OBJETIVO DEL EJERCICIO - Devuelve cada línea de los registros en la que aparezca la palabra "shrub", distinguiendo entre mayúsculas y minúsculas.

^^^^^^^^

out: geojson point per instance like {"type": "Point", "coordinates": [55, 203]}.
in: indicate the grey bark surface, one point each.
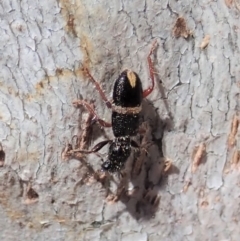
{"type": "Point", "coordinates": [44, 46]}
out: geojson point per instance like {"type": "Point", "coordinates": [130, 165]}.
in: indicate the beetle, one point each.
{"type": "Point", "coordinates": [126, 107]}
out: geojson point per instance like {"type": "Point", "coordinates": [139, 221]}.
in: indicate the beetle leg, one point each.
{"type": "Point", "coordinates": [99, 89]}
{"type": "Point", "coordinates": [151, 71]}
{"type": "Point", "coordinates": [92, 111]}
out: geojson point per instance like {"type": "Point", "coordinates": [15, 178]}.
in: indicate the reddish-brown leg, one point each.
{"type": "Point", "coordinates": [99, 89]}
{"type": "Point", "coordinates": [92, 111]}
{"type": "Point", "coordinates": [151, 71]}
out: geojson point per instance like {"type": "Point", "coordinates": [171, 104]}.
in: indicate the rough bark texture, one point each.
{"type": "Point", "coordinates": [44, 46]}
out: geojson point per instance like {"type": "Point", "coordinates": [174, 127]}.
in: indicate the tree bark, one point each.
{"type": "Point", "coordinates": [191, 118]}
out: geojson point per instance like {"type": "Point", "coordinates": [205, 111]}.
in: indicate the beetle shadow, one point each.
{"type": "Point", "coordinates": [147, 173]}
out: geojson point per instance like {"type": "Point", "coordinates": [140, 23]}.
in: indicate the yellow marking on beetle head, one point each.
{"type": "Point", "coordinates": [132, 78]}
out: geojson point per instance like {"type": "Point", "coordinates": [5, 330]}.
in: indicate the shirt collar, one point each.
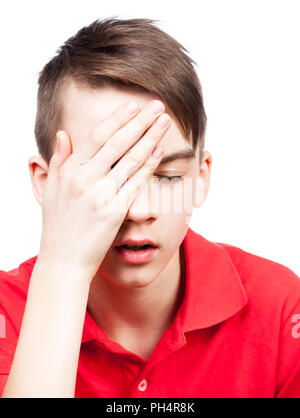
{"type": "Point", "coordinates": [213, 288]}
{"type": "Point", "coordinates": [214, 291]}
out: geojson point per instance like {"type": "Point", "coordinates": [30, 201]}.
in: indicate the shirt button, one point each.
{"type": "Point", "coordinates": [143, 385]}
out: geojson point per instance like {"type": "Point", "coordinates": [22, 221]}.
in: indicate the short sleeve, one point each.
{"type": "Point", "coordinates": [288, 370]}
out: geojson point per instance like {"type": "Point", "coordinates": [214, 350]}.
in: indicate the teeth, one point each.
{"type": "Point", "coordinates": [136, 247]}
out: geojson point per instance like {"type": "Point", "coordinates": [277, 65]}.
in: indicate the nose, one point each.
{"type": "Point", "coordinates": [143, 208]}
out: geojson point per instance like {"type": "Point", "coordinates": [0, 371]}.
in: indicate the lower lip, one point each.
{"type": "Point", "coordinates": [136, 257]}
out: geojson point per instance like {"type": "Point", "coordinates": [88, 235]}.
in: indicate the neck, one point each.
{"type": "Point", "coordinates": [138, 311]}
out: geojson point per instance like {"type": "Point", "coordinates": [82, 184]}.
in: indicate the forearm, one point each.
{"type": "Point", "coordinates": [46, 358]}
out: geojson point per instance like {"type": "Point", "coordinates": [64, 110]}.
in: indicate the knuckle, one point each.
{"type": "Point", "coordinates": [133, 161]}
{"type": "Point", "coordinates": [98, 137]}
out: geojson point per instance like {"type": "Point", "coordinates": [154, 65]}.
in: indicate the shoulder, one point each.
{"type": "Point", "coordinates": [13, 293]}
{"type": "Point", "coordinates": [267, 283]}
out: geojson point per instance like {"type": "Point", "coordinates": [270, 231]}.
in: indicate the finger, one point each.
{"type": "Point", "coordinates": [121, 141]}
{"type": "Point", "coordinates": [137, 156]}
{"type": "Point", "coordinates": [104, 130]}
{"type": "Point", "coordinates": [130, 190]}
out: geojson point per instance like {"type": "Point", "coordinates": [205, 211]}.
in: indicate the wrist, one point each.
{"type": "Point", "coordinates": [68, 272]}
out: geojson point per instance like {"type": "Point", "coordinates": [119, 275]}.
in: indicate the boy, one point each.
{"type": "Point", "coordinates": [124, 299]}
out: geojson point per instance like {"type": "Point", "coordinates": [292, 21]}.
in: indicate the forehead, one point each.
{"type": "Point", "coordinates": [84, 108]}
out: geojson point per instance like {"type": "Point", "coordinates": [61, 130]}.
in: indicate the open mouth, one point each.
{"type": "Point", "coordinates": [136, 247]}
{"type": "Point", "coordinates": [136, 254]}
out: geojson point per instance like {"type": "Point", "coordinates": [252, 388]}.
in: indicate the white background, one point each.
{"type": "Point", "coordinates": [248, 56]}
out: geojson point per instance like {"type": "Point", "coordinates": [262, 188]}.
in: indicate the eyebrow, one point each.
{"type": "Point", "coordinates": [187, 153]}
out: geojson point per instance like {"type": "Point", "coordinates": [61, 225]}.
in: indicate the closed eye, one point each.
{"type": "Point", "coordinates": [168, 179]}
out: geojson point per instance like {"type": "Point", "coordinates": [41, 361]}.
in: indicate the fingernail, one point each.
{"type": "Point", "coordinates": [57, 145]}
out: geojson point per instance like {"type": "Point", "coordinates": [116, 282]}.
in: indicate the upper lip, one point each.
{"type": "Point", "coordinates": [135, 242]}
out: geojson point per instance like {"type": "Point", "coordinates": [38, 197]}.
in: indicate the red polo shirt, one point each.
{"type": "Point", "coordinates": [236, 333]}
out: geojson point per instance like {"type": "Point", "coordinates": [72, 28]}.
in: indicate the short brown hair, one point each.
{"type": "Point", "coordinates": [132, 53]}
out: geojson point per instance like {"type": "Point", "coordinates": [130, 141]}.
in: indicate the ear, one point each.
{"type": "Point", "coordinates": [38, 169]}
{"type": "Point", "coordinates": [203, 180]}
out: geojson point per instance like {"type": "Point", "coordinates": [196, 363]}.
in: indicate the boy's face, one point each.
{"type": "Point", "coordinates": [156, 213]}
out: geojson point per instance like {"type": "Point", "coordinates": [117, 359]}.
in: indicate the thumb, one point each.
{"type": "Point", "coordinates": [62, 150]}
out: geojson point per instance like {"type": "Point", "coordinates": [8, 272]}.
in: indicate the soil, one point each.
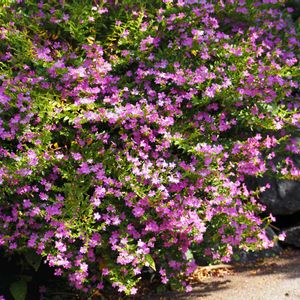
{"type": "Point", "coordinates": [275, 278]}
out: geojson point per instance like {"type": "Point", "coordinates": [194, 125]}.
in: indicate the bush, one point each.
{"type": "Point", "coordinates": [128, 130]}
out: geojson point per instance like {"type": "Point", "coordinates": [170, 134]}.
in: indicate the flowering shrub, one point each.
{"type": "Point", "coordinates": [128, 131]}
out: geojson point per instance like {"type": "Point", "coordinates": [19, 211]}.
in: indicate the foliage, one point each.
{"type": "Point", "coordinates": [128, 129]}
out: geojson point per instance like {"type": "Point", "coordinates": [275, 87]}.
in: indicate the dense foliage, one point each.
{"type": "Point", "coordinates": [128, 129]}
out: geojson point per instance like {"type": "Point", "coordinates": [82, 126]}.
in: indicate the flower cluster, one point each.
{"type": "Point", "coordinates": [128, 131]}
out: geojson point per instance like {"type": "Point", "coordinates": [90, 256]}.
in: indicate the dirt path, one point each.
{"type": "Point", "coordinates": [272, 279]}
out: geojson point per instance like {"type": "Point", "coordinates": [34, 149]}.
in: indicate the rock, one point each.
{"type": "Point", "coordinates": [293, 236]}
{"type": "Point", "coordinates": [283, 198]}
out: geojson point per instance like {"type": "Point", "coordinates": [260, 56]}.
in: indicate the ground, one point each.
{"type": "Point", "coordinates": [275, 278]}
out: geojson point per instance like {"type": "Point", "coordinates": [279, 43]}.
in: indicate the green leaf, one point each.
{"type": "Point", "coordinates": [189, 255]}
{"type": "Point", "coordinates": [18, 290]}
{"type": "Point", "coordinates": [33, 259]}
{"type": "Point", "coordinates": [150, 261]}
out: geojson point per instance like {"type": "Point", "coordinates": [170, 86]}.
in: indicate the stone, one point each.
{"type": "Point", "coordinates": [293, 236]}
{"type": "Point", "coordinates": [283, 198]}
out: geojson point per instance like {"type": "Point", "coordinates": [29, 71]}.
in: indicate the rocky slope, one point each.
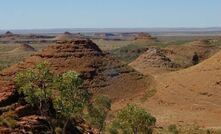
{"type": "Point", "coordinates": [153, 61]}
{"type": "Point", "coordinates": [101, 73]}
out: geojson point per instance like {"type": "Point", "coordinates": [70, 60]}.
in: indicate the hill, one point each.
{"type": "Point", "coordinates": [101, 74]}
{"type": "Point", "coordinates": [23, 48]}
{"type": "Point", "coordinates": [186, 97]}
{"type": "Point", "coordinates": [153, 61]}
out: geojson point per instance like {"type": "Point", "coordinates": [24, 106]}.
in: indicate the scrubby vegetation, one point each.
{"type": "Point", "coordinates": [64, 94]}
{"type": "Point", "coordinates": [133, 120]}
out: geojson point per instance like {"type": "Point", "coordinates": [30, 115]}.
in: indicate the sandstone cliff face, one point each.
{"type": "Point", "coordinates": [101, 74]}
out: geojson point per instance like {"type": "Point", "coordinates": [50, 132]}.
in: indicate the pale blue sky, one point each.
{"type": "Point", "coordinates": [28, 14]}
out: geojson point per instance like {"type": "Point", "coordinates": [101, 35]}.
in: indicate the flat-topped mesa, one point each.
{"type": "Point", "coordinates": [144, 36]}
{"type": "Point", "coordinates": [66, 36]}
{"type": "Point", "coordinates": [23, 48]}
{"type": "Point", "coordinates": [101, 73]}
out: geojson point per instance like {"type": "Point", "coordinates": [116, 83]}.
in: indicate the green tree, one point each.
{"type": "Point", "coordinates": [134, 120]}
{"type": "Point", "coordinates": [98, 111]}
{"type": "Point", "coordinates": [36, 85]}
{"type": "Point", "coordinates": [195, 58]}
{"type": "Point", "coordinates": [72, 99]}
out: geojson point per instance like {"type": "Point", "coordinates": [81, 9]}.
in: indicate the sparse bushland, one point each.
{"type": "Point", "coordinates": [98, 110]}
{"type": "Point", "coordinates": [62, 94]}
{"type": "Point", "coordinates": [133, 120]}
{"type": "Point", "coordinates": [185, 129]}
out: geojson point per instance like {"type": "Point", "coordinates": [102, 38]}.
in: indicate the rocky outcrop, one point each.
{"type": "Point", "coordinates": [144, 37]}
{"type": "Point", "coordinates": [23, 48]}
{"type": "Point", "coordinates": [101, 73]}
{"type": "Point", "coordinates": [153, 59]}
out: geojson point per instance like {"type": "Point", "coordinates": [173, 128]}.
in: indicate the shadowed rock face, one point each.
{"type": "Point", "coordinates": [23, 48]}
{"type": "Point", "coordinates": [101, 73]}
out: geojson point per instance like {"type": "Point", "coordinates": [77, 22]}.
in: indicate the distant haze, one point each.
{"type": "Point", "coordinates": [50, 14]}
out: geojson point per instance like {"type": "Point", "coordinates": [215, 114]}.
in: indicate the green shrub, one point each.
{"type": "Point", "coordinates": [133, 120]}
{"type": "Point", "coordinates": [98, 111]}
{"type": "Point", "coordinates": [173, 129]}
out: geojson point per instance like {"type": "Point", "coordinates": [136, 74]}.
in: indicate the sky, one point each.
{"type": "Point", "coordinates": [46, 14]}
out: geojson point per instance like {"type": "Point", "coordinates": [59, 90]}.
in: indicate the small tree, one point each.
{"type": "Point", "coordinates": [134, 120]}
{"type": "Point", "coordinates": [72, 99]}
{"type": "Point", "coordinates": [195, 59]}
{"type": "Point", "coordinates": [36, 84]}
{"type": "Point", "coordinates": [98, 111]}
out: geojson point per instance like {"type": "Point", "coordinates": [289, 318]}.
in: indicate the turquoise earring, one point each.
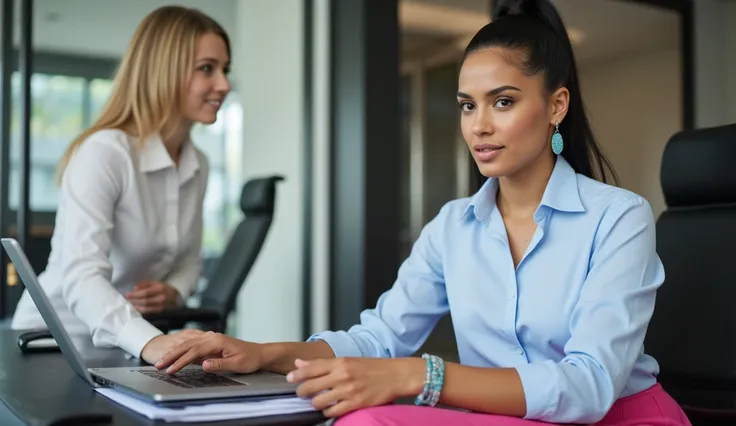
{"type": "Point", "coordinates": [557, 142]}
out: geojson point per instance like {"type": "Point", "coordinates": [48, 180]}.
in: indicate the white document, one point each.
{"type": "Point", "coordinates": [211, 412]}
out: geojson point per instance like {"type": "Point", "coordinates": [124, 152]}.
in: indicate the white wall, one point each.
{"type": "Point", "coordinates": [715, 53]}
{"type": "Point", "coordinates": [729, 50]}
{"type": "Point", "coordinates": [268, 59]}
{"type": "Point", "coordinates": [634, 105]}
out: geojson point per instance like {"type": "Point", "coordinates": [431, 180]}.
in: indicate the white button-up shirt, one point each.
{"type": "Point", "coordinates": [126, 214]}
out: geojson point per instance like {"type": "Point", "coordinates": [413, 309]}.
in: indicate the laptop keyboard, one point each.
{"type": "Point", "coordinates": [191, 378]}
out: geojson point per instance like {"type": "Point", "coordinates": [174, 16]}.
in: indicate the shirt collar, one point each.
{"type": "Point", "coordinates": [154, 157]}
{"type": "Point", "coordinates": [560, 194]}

^^^^^^^^

RESULTADO OBTENIDO -
in: indicate the flowering shrub, one point each.
in: indicate the green shrub, one point each.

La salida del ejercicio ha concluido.